----- Material provided -----

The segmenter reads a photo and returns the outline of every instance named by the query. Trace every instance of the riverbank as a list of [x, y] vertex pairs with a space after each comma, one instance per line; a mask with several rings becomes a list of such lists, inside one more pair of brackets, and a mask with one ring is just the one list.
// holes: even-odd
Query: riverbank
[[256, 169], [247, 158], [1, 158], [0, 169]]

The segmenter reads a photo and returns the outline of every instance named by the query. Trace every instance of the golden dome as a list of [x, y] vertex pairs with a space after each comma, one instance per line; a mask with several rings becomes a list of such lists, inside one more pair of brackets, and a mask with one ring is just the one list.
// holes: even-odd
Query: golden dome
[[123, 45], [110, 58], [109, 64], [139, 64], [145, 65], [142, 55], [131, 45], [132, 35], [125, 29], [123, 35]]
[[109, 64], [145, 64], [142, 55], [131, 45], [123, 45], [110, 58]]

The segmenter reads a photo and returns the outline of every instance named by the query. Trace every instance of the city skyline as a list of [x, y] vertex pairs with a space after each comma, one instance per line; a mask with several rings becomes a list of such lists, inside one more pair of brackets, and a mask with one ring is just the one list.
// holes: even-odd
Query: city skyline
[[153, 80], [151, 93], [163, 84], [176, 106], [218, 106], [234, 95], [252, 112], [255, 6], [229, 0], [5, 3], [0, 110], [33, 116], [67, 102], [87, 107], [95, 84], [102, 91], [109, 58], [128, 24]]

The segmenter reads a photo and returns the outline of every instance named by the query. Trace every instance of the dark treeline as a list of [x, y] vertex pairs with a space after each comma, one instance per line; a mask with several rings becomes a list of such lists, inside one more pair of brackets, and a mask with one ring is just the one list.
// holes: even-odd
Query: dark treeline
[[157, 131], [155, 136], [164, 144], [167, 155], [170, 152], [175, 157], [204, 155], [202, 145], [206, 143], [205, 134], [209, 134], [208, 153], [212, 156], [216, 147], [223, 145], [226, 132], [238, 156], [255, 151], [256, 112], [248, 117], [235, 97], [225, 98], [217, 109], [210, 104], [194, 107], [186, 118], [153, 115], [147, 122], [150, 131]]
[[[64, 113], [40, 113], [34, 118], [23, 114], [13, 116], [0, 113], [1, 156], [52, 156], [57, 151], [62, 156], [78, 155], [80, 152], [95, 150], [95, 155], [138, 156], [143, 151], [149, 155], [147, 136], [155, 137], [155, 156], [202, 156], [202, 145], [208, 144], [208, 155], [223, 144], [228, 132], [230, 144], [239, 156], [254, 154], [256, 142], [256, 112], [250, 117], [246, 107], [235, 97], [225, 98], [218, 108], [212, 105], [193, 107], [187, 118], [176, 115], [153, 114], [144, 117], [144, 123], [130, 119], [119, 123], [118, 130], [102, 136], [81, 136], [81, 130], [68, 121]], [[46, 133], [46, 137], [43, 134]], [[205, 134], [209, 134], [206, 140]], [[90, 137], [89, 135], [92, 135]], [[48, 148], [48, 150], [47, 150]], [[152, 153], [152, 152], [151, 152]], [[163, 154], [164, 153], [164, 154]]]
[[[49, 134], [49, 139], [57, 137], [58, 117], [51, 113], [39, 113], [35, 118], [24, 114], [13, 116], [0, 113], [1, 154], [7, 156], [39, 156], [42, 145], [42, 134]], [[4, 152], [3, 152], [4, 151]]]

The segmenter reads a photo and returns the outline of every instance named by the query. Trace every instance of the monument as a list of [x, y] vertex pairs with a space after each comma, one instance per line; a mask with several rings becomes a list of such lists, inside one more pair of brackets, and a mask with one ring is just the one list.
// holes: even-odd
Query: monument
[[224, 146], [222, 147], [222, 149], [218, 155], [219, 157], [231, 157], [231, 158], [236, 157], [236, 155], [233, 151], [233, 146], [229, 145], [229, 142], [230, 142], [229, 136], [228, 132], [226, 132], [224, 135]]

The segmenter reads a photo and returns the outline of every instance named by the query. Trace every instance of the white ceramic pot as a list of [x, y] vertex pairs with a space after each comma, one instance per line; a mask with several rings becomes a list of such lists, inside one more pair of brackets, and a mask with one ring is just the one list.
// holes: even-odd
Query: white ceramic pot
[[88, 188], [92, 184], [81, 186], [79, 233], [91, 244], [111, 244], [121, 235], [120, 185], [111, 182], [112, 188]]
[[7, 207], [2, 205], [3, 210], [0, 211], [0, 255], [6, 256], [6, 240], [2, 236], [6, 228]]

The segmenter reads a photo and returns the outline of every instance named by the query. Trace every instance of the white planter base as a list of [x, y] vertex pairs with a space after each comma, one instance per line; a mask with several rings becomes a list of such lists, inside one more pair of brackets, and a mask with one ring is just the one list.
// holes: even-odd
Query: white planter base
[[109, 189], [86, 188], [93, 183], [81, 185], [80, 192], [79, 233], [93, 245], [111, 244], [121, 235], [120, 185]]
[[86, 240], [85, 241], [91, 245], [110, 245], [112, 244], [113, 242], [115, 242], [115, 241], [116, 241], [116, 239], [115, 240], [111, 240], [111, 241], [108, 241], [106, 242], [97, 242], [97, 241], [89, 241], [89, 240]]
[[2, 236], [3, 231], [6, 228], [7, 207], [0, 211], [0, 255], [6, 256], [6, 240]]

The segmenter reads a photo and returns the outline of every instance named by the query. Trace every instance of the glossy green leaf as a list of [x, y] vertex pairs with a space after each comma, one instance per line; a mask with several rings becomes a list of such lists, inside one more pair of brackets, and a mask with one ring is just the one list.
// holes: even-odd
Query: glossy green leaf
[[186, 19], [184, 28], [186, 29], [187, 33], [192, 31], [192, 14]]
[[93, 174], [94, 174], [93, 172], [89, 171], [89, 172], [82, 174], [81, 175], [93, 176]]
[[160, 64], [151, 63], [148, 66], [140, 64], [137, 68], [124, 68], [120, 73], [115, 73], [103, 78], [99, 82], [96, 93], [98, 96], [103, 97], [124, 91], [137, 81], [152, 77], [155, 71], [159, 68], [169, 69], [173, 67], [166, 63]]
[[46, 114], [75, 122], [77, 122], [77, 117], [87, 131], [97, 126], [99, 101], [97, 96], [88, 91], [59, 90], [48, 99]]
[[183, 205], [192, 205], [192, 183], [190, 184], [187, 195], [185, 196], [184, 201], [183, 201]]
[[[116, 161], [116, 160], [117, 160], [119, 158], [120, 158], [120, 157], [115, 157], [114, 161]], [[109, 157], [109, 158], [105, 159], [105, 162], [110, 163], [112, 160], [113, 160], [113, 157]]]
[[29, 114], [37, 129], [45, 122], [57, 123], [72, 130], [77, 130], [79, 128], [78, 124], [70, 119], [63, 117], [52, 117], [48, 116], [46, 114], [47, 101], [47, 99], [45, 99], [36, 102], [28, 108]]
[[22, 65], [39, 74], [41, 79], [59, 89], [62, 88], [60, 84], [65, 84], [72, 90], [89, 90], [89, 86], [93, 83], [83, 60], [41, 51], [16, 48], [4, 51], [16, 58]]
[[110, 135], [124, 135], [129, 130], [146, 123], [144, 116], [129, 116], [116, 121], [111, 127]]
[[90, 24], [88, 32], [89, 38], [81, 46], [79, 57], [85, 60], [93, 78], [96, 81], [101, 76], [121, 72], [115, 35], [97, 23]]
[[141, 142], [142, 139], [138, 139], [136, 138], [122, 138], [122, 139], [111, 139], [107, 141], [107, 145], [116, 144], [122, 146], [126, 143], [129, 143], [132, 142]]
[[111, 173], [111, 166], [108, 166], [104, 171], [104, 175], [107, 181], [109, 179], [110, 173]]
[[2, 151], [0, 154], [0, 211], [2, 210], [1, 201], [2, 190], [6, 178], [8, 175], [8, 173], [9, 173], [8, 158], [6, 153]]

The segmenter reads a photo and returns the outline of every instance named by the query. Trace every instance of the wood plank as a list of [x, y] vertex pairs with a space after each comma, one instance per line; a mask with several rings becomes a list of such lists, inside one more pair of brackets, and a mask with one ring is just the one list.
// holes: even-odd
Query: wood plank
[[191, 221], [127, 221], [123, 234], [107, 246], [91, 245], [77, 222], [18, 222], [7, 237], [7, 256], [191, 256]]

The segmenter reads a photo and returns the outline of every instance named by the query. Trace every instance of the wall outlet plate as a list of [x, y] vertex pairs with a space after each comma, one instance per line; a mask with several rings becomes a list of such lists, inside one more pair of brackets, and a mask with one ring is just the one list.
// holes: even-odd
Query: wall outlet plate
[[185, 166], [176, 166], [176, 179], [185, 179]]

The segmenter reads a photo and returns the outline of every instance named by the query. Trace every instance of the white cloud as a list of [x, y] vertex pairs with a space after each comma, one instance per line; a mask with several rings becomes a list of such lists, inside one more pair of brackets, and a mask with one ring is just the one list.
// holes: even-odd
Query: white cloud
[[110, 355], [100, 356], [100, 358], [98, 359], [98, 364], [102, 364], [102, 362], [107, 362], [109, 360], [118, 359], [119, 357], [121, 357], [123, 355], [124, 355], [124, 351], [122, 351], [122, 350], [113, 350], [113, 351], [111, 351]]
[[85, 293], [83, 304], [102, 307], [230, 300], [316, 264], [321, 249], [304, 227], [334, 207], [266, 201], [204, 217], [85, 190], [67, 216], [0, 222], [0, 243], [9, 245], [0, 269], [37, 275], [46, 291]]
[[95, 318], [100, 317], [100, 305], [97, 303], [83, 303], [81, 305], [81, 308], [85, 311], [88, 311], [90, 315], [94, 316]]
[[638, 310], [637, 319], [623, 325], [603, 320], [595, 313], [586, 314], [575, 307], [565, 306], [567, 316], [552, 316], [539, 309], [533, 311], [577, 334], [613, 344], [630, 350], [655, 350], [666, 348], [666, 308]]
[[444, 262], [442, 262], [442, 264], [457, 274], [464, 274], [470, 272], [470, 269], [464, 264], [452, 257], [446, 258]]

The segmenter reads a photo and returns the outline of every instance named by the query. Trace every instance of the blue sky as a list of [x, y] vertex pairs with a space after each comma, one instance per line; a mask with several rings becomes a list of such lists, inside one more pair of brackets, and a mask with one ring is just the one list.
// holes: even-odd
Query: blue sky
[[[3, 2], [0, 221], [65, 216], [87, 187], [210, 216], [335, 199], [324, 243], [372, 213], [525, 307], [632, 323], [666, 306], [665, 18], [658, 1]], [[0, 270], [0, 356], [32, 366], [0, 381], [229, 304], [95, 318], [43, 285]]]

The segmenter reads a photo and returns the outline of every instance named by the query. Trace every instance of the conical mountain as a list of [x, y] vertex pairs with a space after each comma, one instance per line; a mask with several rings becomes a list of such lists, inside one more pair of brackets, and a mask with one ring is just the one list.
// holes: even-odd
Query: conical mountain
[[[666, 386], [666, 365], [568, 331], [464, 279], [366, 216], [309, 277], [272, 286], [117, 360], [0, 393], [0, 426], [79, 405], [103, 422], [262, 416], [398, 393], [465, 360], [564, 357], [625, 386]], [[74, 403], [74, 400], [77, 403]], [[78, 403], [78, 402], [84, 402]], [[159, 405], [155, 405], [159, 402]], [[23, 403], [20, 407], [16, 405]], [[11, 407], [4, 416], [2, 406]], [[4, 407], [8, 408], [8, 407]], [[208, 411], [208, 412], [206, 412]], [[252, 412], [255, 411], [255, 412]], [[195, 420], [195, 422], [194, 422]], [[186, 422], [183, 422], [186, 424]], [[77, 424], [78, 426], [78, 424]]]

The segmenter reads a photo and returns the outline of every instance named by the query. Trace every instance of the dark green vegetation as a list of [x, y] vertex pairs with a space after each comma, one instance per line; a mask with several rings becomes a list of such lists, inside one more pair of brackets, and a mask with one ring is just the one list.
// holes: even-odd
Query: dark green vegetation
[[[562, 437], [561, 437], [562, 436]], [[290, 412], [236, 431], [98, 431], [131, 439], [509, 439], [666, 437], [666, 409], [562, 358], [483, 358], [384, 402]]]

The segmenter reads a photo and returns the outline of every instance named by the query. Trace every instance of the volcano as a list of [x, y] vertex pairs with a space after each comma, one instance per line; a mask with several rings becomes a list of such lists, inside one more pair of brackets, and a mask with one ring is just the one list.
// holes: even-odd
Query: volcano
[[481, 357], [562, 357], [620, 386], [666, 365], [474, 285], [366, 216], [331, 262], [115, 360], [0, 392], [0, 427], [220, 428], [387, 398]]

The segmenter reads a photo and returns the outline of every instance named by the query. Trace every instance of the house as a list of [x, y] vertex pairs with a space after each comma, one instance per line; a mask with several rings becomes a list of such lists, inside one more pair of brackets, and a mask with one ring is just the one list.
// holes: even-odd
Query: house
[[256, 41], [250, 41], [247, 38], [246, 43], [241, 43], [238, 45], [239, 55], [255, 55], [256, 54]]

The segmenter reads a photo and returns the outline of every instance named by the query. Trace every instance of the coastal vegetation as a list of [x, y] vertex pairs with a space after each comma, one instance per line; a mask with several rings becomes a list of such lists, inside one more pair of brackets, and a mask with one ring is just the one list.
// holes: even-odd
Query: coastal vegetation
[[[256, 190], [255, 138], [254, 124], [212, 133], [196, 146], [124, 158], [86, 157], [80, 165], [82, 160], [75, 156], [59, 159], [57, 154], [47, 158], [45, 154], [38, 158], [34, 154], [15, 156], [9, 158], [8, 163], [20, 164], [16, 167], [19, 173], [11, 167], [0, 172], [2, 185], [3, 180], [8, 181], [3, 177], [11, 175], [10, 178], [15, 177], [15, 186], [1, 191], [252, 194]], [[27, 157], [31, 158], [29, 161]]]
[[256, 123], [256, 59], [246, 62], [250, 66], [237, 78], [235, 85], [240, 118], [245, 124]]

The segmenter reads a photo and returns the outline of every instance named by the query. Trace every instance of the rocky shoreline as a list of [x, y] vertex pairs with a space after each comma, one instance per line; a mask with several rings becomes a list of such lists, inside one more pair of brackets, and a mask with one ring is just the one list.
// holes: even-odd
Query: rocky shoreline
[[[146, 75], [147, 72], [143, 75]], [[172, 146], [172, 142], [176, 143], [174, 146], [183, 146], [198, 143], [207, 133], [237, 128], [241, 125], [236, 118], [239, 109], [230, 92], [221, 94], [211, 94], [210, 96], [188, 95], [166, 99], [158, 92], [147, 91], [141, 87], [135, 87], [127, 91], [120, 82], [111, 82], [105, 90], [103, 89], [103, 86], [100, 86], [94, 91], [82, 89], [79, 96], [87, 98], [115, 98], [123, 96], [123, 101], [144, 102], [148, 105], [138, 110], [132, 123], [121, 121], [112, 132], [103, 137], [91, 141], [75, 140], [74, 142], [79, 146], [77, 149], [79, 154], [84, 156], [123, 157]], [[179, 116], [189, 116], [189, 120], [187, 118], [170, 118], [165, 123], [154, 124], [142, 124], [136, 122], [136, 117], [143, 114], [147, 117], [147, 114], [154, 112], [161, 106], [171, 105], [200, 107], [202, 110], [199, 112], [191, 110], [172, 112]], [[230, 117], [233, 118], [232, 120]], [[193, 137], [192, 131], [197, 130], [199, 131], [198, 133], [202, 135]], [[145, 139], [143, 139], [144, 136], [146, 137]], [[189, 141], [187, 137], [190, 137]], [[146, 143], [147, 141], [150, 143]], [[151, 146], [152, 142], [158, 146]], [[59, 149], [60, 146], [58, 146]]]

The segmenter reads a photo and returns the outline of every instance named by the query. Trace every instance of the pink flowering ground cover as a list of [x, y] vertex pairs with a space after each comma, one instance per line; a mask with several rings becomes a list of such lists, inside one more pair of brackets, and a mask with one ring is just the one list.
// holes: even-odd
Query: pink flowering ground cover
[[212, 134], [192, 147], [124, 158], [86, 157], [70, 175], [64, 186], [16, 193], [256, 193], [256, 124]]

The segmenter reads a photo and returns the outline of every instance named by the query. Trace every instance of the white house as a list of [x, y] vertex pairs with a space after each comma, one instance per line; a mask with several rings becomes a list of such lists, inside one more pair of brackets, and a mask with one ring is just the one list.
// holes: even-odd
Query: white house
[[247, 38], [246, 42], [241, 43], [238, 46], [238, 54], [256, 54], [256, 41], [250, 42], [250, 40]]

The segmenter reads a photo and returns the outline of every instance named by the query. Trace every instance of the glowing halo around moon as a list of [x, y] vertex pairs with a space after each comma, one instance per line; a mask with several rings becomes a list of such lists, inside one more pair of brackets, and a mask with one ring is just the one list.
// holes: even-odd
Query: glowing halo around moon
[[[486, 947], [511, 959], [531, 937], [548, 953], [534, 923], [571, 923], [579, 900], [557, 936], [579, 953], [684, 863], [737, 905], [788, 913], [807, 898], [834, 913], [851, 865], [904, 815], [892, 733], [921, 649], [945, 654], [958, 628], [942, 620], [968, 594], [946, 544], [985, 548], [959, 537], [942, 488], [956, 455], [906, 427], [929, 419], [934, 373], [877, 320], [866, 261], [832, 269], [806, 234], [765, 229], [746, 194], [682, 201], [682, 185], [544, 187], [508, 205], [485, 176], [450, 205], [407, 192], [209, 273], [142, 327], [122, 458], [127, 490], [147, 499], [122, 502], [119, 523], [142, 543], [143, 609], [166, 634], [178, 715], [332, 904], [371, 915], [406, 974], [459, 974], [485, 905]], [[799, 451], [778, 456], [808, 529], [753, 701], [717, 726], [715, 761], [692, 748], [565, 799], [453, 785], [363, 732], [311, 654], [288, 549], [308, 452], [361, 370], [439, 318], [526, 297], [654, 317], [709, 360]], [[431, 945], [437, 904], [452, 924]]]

-----

What is expected ->
Put the stretch of the material from the line that contains "of the monument" through the line that contains "132], [224, 135]]", both included, into a JSON list of strings with one string per line and blank lines left out.

Answer for the task ->
[
  "The segmenter reads a photo and returns the outline of every instance named by the query. Trace every instance of the monument as a list of [x, y] vertex pairs with a space after each comma, one instance per line; a mask with several rings becomes a list of such lists, inside one more pair of brackets, and a mask with one ring is just the one list.",
  "// holes: even-odd",
  "Query: monument",
  "[[224, 146], [222, 147], [222, 149], [218, 155], [219, 157], [231, 157], [231, 158], [236, 157], [236, 155], [233, 151], [233, 146], [229, 145], [229, 142], [230, 142], [229, 136], [228, 132], [226, 132], [224, 135]]"
]